What the task requires:
Copy exactly the line containing "Query: lake water" and each line after it to the end of the listing, and output nothing else.

Working data:
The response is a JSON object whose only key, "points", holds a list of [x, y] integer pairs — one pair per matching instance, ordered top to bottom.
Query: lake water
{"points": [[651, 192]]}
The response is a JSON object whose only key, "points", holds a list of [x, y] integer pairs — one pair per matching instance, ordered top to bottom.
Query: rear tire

The answer:
Query: lake water
{"points": [[651, 192]]}
The response is a JSON object whose only key, "points", holds a list of [x, y] integer pairs — one pair per matching instance, ordered top to bottom.
Query: rear tire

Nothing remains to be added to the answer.